▸ **YOUR TASK**
Only one thing is required: the number of lines in the entries below that contain "wall".

————————

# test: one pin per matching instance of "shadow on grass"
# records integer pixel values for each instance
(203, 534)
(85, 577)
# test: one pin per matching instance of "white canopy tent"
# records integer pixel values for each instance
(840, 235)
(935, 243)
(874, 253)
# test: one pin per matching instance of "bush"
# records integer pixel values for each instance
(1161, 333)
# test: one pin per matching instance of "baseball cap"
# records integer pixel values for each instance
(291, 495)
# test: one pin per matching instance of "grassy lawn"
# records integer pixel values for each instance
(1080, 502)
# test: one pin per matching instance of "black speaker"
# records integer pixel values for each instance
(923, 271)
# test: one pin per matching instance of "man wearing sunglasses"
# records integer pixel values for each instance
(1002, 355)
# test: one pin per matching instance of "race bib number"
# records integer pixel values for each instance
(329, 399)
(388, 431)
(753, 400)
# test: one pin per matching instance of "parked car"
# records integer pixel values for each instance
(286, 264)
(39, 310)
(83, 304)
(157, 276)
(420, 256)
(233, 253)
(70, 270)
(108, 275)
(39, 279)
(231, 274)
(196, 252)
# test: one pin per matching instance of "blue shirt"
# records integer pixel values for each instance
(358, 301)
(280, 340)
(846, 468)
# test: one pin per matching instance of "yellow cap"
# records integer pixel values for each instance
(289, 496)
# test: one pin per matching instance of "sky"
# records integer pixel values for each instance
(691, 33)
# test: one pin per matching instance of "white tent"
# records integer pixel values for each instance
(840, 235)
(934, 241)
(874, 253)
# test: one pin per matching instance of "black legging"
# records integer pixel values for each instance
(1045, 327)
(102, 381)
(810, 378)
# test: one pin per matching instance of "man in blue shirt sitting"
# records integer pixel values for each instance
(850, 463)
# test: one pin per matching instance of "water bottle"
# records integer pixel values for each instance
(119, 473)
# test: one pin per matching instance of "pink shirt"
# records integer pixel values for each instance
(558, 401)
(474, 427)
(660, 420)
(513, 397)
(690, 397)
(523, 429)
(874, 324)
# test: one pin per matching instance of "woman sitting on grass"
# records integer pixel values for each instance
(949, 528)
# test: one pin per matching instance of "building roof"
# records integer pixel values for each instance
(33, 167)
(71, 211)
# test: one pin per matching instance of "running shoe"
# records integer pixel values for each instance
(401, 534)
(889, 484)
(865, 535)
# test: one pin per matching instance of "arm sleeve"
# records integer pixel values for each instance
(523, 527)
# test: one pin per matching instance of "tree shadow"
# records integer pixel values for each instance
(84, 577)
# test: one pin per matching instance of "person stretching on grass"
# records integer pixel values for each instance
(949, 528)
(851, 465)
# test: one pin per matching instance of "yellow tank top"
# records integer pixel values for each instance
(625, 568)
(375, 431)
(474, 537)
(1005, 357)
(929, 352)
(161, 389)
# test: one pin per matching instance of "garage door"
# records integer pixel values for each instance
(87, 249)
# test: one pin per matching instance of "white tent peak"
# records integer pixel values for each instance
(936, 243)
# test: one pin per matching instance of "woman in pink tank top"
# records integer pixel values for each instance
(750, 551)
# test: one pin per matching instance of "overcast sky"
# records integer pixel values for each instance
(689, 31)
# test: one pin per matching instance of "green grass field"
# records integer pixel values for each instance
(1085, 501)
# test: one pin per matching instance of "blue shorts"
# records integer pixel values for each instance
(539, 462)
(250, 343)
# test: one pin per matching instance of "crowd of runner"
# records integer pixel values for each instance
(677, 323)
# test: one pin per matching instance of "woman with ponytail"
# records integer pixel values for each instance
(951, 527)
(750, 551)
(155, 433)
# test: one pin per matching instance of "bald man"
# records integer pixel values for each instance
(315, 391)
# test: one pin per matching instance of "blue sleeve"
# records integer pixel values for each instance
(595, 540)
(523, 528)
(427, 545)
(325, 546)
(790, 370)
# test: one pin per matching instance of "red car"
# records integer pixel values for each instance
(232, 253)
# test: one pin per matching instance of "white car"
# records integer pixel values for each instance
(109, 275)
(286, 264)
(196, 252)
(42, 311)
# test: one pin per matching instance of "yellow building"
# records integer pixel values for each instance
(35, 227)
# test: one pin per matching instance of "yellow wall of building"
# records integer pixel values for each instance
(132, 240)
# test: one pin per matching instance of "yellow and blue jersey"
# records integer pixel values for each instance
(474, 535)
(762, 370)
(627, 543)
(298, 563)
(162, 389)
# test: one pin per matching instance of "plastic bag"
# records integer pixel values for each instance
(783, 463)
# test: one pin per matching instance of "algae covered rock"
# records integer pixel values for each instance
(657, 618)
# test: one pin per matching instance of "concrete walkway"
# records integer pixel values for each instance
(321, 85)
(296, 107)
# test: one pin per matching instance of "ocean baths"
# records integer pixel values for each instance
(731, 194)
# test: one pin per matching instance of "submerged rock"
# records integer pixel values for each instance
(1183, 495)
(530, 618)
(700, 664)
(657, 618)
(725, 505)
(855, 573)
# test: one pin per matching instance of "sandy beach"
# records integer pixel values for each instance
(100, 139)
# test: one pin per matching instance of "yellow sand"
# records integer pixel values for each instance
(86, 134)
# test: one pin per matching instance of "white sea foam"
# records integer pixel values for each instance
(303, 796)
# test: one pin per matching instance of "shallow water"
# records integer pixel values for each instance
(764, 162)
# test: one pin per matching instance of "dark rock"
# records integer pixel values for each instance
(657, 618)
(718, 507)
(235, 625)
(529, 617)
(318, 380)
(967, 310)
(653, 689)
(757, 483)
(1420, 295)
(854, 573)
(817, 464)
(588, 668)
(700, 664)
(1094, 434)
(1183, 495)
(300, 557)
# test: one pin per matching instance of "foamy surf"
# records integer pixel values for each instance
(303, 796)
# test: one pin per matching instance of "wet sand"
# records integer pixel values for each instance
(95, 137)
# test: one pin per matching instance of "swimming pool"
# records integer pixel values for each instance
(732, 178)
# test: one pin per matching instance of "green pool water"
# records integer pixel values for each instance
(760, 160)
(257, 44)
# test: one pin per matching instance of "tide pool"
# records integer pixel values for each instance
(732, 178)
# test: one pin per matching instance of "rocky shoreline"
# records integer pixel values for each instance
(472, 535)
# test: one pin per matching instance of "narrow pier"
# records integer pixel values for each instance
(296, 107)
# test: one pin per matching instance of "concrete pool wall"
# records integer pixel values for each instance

————————

▸ **OUTPUT BELOW**
2